#### Задание A
Замените «рука об руку» на «бок о бок» во фрагменте о либерализме и свободе и приведите его заново, начиная со слов «Начнем с либерализма, ревниво» и далее вплоть до слов «из наблюдений Токвиля.».
#### Задание B
Напишите продолжение фрагмента о либерализме и свободе, начав сразу после его последнего предложения.

Начнем с либерализма, ревниво оберегающего свою наивысшую ценность – свободу. Тот, кто осмелится спросить: «Свобода для чего?», для истинных либералов превращается в раба. И уже только одно это явно указывает на то, что здесь мы имеем дело с позицией меньшинства. Возвышенное стремление быть свободным чуждо духу массовой демократии. Между тем в современных массовых демократиях люди жаждут свободы. Но стремление к свободе всегда идет рука об руку с враждебным ей устремлением: люди «испытывают необходимость в том, чтобы ими руководили»[14]. И это тоже одно из наблюдений Токвиля.

#### Предоставленный материал
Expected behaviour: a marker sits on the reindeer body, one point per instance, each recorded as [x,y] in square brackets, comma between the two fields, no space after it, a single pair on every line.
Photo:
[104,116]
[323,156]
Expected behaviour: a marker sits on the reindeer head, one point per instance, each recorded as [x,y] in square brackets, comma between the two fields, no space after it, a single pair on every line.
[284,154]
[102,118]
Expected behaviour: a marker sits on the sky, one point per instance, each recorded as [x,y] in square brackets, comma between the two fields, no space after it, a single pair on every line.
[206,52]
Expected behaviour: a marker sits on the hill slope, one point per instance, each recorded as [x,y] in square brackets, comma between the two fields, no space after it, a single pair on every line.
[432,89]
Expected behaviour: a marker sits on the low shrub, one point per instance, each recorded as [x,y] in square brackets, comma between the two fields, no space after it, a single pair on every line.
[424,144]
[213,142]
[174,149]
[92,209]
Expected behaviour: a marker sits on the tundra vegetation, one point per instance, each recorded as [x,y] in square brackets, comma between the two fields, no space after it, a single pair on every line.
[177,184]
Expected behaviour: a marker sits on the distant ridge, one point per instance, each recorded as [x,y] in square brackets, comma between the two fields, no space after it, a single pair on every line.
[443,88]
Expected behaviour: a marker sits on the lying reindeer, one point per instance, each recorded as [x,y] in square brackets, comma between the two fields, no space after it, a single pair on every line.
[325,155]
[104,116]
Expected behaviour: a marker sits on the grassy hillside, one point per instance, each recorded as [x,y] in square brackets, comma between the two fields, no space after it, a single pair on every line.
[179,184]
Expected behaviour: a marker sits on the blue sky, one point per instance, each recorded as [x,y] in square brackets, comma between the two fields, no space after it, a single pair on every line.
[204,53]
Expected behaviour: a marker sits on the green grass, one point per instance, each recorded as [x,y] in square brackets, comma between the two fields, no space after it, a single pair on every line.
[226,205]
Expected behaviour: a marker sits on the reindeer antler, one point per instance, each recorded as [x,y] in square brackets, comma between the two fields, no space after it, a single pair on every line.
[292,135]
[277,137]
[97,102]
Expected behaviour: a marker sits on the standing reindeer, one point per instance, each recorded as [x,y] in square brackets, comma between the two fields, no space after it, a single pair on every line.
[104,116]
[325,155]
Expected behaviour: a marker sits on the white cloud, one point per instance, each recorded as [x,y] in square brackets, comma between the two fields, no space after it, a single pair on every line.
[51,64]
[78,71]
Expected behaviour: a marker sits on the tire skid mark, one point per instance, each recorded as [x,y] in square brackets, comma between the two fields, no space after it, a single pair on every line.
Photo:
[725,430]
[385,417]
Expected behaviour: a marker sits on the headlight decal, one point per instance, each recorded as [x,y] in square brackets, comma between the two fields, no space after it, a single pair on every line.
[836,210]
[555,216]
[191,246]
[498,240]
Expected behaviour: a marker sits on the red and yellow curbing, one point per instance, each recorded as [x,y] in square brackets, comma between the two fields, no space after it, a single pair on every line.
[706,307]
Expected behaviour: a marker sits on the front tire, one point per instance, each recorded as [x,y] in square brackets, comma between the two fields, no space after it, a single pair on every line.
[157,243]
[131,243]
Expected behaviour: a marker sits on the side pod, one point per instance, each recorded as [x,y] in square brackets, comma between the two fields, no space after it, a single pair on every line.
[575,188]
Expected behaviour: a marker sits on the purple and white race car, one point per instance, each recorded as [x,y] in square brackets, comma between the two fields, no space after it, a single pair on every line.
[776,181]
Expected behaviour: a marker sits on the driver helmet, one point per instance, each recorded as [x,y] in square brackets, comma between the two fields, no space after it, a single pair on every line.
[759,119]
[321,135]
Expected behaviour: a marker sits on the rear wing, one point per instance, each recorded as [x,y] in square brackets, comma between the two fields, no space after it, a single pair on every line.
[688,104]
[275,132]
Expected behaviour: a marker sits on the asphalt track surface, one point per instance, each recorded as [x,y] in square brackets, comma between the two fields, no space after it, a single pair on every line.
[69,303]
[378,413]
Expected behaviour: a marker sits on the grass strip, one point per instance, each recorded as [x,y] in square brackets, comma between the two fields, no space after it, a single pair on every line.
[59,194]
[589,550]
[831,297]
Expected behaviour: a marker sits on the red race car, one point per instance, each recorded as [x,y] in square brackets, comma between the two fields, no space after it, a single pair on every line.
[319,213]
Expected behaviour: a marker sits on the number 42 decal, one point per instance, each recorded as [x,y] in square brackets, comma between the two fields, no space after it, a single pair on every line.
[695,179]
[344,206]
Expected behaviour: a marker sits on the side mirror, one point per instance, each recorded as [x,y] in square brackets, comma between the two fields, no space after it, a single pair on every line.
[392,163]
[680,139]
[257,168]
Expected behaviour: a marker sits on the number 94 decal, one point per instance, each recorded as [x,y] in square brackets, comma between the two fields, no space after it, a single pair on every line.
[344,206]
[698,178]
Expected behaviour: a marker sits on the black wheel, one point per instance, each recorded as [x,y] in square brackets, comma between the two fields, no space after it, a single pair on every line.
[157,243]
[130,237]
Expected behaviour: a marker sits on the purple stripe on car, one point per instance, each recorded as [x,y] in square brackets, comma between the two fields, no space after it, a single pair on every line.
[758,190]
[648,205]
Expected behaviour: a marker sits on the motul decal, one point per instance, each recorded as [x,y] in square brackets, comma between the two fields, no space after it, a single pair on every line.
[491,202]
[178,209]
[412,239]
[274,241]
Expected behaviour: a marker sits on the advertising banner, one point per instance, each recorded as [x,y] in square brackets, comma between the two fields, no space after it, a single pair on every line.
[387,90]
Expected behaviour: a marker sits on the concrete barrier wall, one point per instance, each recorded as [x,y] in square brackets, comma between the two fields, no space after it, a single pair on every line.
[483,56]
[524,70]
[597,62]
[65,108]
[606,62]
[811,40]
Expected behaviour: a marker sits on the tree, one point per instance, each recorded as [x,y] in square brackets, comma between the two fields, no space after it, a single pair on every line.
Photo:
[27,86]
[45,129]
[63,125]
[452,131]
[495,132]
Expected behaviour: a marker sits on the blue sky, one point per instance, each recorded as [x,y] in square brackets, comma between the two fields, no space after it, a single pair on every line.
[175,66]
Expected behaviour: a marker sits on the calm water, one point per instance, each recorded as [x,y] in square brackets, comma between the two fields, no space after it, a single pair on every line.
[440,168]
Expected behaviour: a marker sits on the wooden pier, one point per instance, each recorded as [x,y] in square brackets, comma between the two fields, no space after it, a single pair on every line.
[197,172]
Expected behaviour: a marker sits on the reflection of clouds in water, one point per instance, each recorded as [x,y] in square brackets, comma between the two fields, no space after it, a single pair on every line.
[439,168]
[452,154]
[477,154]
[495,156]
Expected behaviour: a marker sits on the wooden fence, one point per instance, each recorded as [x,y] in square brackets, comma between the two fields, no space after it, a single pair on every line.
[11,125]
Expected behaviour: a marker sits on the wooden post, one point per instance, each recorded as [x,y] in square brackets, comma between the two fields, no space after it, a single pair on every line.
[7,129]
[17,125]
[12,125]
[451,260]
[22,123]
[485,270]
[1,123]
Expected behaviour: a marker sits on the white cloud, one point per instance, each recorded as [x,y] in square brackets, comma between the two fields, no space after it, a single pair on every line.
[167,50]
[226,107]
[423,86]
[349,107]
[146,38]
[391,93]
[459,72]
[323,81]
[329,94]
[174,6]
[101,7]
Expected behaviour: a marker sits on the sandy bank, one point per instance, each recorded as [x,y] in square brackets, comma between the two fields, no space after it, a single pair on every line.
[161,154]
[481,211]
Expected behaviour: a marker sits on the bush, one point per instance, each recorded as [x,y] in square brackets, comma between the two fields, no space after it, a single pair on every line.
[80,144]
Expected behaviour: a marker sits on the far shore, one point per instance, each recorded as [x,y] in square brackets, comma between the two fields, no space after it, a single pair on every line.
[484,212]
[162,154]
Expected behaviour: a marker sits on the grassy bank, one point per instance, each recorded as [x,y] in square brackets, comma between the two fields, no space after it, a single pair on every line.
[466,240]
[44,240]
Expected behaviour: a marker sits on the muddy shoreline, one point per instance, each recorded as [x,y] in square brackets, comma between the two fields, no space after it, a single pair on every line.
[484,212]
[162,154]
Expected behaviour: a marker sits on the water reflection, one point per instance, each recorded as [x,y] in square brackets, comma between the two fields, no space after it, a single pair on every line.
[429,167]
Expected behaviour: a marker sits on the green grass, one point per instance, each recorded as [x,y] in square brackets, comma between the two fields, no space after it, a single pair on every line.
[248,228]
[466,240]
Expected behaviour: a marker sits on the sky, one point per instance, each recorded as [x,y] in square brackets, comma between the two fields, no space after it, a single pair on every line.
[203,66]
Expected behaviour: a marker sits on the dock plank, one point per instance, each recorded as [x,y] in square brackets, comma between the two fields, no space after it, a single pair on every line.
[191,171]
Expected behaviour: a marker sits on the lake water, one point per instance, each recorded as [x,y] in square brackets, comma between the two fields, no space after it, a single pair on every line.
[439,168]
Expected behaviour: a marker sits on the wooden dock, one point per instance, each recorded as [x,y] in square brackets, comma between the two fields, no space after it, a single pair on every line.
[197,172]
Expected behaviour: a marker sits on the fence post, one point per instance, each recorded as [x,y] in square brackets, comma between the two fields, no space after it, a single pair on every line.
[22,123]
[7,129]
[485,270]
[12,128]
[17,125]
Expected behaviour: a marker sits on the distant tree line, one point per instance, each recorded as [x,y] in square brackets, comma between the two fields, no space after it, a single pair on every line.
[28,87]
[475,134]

#### Результат выполнения A
Начнем с либерализма, ревниво оберегающего свою наивысшую ценность – свободу. Тот, кто осмелится спросить: «Свобода для чего?», для истинных либералов превращается в раба. И уже только одно это явно указывает на то, что здесь мы имеем дело с позицией меньшинства. Возвышенное стремление быть свободным чуждо духу массовой демократии. Между тем в современных массовых демократиях люди жаждут свободы. Но стремление к свободе всегда идет бок о бок с враждебным ей устремлением: люди «испытывают необходимость в том, чтобы ими руководили»[14]. И это тоже одно из наблюдений Токвиля.

#### Результат выполнения B
От вопроса, зачем нужна свобода, либерал испытывает страх перед свободой, ему недостает авторитета, которому можно было бы подчиниться. Действительно, свобода имеет свою цену. Наличие большого количества возможностей не всегда способно улучшить ситуацию. Иногда мы были бы счастливы, имея меньший выбор. К этому же необходимо добавить высокую степень риска, вызванного свободной жизнью. Подтверждение этому можно найти еще в античной Греции: достигнув высшей степени свободы, люди начинают играть в игру с нулевой суммой, в которой один выигрывает то, что другой проигрывает. И это является абсолютной противоположностью обмену, который происходит на рынке. Речь идет о соперничестве и конкуренции, которые делали возможным положительное отношение к войне в предмодернистских культурах.

Все это объясняет, почему для большинства людей есть что-то важнее свободы. Свобода – невероятное эволюционное достижение западного мира, ведь ее невозможно обнаружить ни в культуре, ни в природе человека[15]. Для либералов свобода – единственно возможная дорога к равенству. Для социалистов равенство является условием конкретной свободы. В этом смысле предвыборный слоган «свобода или социализм»[16] (это важнейшее противопоставление мы еще рассмотрим), подвергнутый широкомасштабной критике, более существен, чем все то, что предлагалась нам высшими партийными органами.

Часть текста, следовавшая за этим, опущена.